PROVIDED DATA ->

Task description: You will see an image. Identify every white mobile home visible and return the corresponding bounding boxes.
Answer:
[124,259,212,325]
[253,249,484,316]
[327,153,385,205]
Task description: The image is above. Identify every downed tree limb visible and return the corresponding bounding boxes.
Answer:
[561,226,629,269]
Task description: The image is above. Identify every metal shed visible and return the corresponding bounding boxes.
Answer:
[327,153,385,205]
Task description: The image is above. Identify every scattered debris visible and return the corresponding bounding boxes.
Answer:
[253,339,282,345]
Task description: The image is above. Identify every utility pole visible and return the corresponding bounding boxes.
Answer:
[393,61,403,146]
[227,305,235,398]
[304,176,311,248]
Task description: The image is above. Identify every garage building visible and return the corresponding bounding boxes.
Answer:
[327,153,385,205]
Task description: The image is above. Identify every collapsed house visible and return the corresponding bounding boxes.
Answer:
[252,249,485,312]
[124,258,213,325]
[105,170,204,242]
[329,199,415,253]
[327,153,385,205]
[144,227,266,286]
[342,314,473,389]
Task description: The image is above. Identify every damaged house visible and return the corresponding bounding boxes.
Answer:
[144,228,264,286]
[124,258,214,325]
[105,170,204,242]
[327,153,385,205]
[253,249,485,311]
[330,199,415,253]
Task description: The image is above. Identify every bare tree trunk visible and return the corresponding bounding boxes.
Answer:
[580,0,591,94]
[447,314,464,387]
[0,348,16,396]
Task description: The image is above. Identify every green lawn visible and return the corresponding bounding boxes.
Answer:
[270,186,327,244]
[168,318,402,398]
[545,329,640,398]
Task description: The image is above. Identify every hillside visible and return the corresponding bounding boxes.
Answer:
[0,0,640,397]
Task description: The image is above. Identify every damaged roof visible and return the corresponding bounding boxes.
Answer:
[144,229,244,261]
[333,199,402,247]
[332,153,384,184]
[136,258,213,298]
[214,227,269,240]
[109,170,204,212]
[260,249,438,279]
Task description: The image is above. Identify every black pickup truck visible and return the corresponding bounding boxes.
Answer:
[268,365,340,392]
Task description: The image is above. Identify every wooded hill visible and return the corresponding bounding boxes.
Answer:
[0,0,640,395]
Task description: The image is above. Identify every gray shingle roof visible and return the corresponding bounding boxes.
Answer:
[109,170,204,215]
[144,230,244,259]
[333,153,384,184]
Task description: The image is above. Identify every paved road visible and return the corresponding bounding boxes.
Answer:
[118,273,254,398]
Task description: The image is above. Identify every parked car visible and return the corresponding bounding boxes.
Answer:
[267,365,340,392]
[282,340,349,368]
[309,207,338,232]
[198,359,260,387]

PROBLEM ->
Please render the stretch of the material above, from the line containing "Task description: The image is above. Identify every parked" through the last line of the material, as a Markdown table with the columns Row and Content, leaving out blank lines.

FULL RESPONSE ->
| Row | Content |
|---|---|
| 1 | Task description: The image is above. Identify every parked car visible and return the corresponding bounding boxes. |
| 2 | Answer: |
| 3 | [267,365,340,392] |
| 4 | [282,340,349,368] |
| 5 | [309,207,338,232] |
| 6 | [198,359,260,387] |